Adventures of a more conventional kind made their way — hilariously — into the New Yorker. In “Are we early?” (1956), a visiting couple stands in a doorway, perplexed, while the husband and wife wrestle furiously on the floor. In an untitled cartoon from 1976, another pair has resolved their differences, at least momentarily: The burly wife, with a formidable glare, wheels her cigar-chomping husband down the street in a baby carriage.

Steig’s drawing style evolved over the decades. By the 1960s, he had dispensed with preliminary sketches and adopted a looser, wirier line. In the 1970s, a new and happier marriage led Steig to more lighthearted imagery. An untitled drawing from 1971 shows newlyweds embracing rapturously in their little cabin, although the yard brims with hints of intimacy’s price: a caged bird, a chained dog, and even a shackled flower. In “News” (1982), a couple huddles to read a newspaper — and huddle they must, because their sanctuary is a small nest in a tree’s upper branches.

The exhibition includes much more: drawings for New Yorker covers in full, spirited color; three engrossing sculptures produced in the mid-1930s. And then there are the children’s books, a venture first undertaken by Steig in his early 60s. He ended up producing 39 of them, including the Caldecott Medal-winning “Sylvester and the Magic Pebble” and, of course, “Shrek!” The exhibition includes several dozen preliminary sketches and final drawings for many of the books, which can be perused (in their commercially printed form) in the exhibition’s reading room.

**Provided records:**
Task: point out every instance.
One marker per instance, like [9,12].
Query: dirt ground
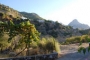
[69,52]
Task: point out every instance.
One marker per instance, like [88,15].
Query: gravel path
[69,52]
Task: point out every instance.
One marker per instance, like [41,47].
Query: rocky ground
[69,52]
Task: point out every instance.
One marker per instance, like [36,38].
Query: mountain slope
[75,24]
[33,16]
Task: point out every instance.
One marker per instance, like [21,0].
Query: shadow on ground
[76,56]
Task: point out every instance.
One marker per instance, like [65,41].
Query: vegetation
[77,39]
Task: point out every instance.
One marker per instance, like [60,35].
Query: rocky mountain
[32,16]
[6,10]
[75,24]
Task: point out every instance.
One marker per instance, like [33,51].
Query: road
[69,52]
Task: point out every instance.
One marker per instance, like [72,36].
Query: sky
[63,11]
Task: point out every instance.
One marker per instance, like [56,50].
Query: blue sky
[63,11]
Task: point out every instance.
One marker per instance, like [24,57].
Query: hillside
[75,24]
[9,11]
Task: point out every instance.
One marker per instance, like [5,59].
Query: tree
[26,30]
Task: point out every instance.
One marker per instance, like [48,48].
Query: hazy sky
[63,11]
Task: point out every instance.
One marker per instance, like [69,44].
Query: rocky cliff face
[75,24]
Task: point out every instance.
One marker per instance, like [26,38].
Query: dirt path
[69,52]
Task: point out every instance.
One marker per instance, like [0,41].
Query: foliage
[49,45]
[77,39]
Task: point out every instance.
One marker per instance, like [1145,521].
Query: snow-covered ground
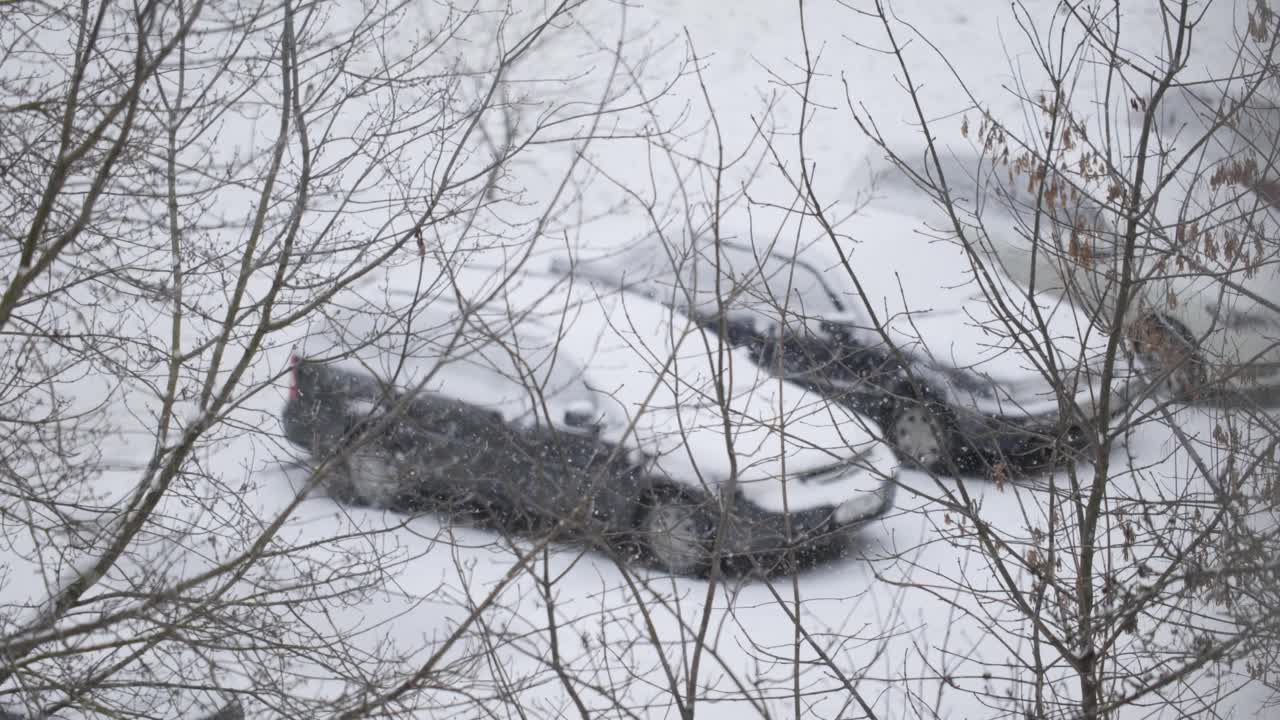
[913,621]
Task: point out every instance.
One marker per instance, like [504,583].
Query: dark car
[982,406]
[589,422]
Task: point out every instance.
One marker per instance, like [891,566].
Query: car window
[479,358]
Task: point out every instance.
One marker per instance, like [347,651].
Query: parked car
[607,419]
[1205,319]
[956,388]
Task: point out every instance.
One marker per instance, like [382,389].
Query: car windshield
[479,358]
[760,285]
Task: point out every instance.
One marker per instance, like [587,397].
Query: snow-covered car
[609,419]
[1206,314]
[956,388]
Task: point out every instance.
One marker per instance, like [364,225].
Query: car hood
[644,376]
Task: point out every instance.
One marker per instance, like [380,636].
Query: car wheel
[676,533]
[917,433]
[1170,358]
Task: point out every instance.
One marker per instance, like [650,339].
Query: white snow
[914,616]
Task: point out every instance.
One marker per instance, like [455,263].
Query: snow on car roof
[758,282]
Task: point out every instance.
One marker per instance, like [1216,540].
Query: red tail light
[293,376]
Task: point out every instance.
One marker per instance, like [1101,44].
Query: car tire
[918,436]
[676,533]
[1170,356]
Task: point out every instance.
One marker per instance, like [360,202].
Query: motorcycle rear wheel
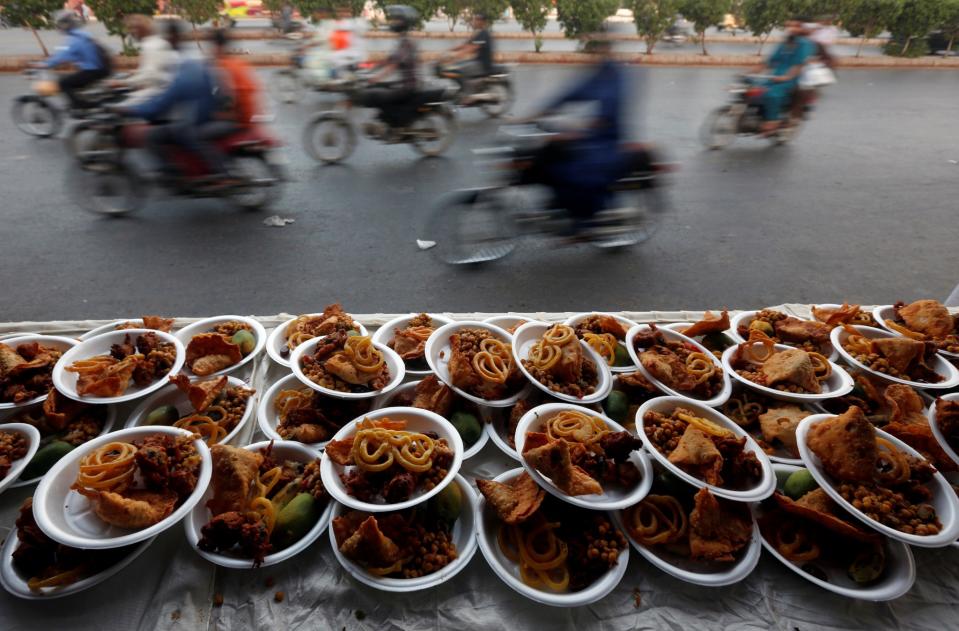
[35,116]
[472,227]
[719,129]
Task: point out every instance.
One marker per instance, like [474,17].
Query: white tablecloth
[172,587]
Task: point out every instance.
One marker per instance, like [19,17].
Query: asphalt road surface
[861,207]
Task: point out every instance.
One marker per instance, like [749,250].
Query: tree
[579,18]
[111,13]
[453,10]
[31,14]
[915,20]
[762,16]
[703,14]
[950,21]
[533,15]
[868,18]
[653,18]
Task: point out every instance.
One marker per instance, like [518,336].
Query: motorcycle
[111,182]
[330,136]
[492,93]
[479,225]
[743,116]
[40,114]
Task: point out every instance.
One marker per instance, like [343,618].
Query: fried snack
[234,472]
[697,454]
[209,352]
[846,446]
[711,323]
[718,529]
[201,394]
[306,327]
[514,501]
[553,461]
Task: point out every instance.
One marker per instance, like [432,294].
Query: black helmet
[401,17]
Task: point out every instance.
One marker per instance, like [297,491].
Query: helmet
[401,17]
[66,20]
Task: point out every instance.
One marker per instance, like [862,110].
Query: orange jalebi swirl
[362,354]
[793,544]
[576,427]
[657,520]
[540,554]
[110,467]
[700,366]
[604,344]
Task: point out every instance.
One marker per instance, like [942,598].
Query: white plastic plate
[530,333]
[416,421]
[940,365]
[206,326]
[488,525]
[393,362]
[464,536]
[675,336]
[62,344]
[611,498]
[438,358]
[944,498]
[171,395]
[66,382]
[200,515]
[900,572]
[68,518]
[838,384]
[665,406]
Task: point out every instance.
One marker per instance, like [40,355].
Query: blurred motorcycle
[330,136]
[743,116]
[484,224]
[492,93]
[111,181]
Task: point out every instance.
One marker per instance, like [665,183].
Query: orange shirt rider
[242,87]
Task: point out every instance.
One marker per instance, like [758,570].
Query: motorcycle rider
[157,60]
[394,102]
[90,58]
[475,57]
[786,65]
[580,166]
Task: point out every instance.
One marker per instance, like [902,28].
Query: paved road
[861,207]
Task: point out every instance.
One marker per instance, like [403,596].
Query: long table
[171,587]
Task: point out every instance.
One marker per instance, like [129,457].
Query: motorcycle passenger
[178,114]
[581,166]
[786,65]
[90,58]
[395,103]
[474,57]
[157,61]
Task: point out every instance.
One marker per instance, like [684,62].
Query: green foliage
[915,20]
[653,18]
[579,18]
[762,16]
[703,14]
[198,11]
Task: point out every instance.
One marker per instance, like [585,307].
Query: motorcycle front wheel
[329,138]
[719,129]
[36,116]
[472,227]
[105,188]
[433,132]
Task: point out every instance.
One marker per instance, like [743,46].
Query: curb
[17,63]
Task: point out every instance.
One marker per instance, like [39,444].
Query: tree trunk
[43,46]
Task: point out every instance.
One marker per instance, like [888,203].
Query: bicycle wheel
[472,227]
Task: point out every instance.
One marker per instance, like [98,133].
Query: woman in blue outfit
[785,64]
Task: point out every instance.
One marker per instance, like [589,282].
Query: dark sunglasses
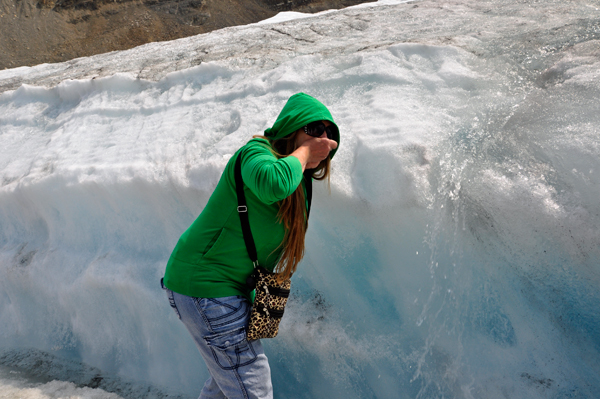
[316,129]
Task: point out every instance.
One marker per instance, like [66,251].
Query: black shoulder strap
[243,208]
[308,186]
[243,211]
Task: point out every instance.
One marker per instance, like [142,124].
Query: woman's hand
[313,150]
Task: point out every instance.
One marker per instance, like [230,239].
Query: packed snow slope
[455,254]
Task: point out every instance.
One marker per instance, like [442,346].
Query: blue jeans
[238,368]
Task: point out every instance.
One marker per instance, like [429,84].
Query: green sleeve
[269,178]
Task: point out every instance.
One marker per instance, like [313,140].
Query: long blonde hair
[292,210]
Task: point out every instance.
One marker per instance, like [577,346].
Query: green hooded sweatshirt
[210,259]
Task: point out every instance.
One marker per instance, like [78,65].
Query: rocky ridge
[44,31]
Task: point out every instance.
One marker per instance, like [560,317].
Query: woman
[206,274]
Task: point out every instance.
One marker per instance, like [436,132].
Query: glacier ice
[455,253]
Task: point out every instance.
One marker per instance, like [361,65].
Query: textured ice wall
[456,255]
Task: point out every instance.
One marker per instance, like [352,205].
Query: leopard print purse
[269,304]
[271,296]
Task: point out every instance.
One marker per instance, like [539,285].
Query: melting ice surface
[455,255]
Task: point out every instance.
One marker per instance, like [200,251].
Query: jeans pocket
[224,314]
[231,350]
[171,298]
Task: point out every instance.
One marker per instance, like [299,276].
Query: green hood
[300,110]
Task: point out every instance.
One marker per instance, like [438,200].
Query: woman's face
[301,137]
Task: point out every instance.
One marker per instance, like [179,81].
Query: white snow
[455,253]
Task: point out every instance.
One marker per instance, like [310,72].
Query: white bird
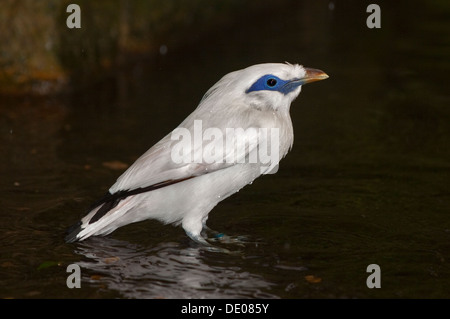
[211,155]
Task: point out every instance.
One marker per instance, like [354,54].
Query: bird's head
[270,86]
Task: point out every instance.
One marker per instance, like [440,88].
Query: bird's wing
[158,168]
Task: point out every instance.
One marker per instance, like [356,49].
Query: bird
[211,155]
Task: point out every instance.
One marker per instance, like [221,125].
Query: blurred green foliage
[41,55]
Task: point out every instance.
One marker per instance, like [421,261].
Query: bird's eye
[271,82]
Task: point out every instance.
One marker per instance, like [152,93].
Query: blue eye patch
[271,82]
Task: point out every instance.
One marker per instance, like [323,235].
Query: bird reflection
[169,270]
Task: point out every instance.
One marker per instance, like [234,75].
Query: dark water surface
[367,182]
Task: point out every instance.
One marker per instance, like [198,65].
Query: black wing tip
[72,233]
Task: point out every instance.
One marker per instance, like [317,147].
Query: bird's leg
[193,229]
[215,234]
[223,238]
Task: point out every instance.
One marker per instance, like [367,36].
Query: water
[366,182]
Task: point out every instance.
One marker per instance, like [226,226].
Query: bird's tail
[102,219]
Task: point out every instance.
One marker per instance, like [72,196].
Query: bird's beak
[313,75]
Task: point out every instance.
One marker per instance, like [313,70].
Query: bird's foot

**Written task 1:** Sum up the passage on the Steig exhibition in two sentences.
**Written task 2:** Write the next part of the passage on the Steig exhibition, picking up after its final sentence.
The rows come from a separate source.

**Final answer 1:** Steig's New Yorker cartoons showed married couples in comic conflict, such as a 1956 drawing of a husband and wife wrestling on the floor in front of visitors and a 1976 one of a wife wheeling her husband down the street in a baby carriage. His line grew looser by the 1960s and his imagery more lighthearted after a happier marriage in the 1970s, and the exhibition also includes color cover drawings, three sculptures from the mid-1930s, and sketches and final drawings for his children's books, among them "Sylvester and the Magic Pebble" and "Shrek!"

**Final answer 2:**
Fans of Steig’s books know that they resonate with the same offbeat observations of his cartoons. Their scenarios, however, more often have practical, moral resolutions. In “Doctor De Soto” (1982), a dentist mouse considers treating a fox waiting outside with a painful toothache. The dentist confers with his wife: Should we buzz him in? Is it right to deny him treatment just because he might eat us? Of course, together they outwit the fox while simultaneously rendering their professional services.

A mock-up for the book outlining its plot, along with a number of the original drawings, is on view in one of the galleries. Like so much else in the exhibition, these drawings speak of an avid curiosity and affection for the whole of life, with a good dose of skepticism about its particulars.

Until March 16 (1109 Fifth Ave. at 92nd Street, 212-423-3200).